_Texte étudié_.
· · · · · · ·

Dans le bal des nations pris dans la guerre d’Ukraine, la Chine ne sait pas vraiment sur quel pied danser. Entre une amitié déclarée " solide comme un roc " avec Moscou, et des relations nettement plus importantes avec l’Union européenne, l’invasion russe du 24 février met à l’épreuve la solidité des liens entre Chine et Russie, un mois après la visite du président russe Vladimir Poutine à Pékin.

Deux impératifs contradictoires
Après deux semaines de conflit ukrainien, la Chine se livre à un numéro d’équilibriste entre deux impératifs de sa politique étrangère. D’un côté, un sacro-saint attachement à " la souveraineté et l’intégrité territoriale " des États. De l’autre, un rapprochement avec Moscou trempé dans l’hostilité commune envers les États-Unis. Pourtant, la balance semble pencher en faveur de la Russie. Lundi, lors de sa conférence de presse annuelle, le ministre chinois des Affaires étrangères, Wang Yi, s’est à nouveau refusé à condamner l’invasion russe de l’Ukraine et a même célébré une amitié " solide comme un roc " avec Moscou. Il a une nouvelle fois plaidé en faveur des " préoccupations légitimes (de Moscou) en matière de sécurité ". Le jour même de l’invasion, la porte-parole de la diplomatie chinoise, Hua Chunying, rejetait catégoriquement le terme " d’invasion ", en faisait peser la responsabilité entière sur les États-Unis et s’interrogeait sur l’existence de victimes des bombardements. Une petite phrase ensuite retirée du compte-rendu officiel de son point de presse.

· · · · · · ·

_Enregistrements conservés_.
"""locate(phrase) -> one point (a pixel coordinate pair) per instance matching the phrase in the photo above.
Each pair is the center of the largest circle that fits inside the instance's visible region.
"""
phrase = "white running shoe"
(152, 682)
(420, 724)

· · · · · · ·

_Exercices_.
1. Relevez toutes les personnes désignées par leur nom dans le texte sur la Chine et la guerre en Ukraine.
2. Recopiez mot pour mot le passage du texte sur la Chine et la guerre en Ukraine qui commence à "Dans le bal" et se termine à "Poutine à Pékin.".
Répondez en vous fondant uniquement sur le texte.

_Corrigés_.
1. Vladimir Poutine, Wang Yi, Hua Chunying

2.
Dans le bal des nations pris dans la guerre d’Ukraine, la Chine ne sait pas vraiment sur quel pied danser. Entre une amitié déclarée " solide comme un roc " avec Moscou, et des relations nettement plus importantes avec l’Union européenne, l’invasion russe du 24 février met à l’épreuve la solidité des liens entre Chine et Russie, un mois après la visite du président russe Vladimir Poutine à Pékin.